● **What you need to do**: The whole listing needs to be returned exactly as it appears.

● **Data for review**:
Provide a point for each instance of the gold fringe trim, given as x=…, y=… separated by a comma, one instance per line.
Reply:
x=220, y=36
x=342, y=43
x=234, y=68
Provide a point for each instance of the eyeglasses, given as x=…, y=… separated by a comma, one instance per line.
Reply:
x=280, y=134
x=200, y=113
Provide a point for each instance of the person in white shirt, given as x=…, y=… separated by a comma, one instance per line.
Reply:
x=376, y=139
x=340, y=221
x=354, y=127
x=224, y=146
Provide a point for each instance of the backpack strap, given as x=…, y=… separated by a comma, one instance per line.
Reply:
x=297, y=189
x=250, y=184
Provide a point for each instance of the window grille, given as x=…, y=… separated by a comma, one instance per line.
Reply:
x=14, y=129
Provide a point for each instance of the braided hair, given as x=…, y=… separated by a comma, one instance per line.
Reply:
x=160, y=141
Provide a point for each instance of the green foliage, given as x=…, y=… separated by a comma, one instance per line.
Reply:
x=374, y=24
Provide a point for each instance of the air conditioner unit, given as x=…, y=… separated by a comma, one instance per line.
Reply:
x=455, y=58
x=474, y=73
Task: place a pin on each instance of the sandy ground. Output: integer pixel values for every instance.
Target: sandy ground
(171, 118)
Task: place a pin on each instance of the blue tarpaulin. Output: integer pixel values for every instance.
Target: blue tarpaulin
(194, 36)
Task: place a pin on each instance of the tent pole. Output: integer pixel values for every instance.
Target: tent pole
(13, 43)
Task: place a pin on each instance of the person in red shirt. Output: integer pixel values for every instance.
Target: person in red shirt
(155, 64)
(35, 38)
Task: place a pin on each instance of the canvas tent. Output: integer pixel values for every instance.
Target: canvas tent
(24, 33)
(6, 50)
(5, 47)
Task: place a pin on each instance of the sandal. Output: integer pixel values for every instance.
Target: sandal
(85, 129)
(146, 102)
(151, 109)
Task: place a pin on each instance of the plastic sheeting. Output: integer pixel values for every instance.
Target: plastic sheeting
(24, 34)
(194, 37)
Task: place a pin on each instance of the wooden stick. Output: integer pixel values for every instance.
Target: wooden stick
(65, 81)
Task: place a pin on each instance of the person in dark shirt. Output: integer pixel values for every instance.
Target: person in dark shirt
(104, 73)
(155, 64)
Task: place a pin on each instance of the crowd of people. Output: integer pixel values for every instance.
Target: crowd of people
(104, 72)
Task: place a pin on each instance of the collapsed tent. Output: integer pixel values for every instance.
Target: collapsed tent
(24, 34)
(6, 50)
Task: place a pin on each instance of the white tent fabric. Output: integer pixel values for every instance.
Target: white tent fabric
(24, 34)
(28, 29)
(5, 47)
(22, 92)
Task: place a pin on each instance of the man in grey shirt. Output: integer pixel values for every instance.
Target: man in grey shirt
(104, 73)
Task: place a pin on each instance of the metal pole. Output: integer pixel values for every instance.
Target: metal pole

● **Answer box**:
Provide a point for each instance of the gold fringe trim, given as x=…, y=… separated by a comma, one instance per line.
Reply:
x=220, y=36
x=342, y=43
x=234, y=68
Provide a point for each instance of the eyeglasses, given as x=…, y=… separated by a comma, one instance per line.
Reply:
x=280, y=134
x=200, y=113
Provide a point for each instance of the person in white shirt, given as x=…, y=… separated by a comma, one instance per line.
Reply:
x=376, y=139
x=340, y=221
x=354, y=127
x=224, y=146
Provide a point for each instance of the backpack strap, given as x=…, y=… separated by a comma, one instance per line.
Reply:
x=297, y=189
x=250, y=184
Provide a point for each instance of the window grille, given as x=…, y=… separated by a comma, one instance per line.
Reply:
x=14, y=129
Provide a point for each instance of the braided hair, given as x=…, y=… separated by a comma, one instance per line.
Reply:
x=160, y=141
Provide a point for each instance of the green foliage, given as x=…, y=… separated by a comma, one instance per line.
Reply:
x=374, y=24
Provide a point for each instance of the air conditioner unit, given as x=…, y=… separated by a comma, one instance per line.
Reply:
x=455, y=58
x=474, y=73
Task: place a pin on each instance of the sandy ground. Output: integer pixel values for every instance.
Target: sandy ground
(171, 118)
Task: place a pin on each instance of the blue tarpaulin. Output: integer pixel values for every instance.
Target: blue tarpaulin
(194, 36)
Task: place a pin on each instance of the tent pole. Output: integer pixel values for every instance.
Target: tent pole
(13, 43)
Task: place a pin on each instance of the person in red shirt. Output: integer pixel values for every instance.
Target: person in red shirt
(155, 64)
(35, 38)
Task: place a pin on each instance of the canvas tent. Output: integer pixel values for every instance.
Target: canvas tent
(24, 33)
(6, 50)
(5, 47)
Task: place a pin on each instance of the sandal. Output: integer pixel values for every instance.
Target: sandal
(85, 129)
(146, 102)
(151, 109)
Task: place a pin on each instance of the plastic sheeting. Output: integer pixel values for every instance.
Target: plastic sheeting
(24, 34)
(194, 37)
Task: place a pin on each instance of the wooden stick. Output: integer pixel values for every instance.
Target: wooden stick
(65, 81)
Task: place a pin on each instance of the person in dark shirt. Output: integer pixel values for every instance.
Target: person in dark shirt
(104, 73)
(155, 64)
Task: place a pin on each instance of the crowd of people. Output: integer pixel values for every instance.
Target: crowd of people
(104, 72)
Task: place a pin on each instance of the collapsed tent. Output: integer pixel values for every instance.
Target: collapsed tent
(24, 34)
(6, 50)
Task: place a pin on each instance of the white tent fabric. Output: integer pixel values for every instance.
Target: white tent fabric
(24, 34)
(28, 29)
(5, 47)
(22, 92)
Task: place a pin on each instance of the man in grey shirt. Output: integer pixel values for every instance.
Target: man in grey shirt
(104, 73)
Task: place a pin on each instance of the metal pole. Output: integer pixel values for every instance.
Target: metal pole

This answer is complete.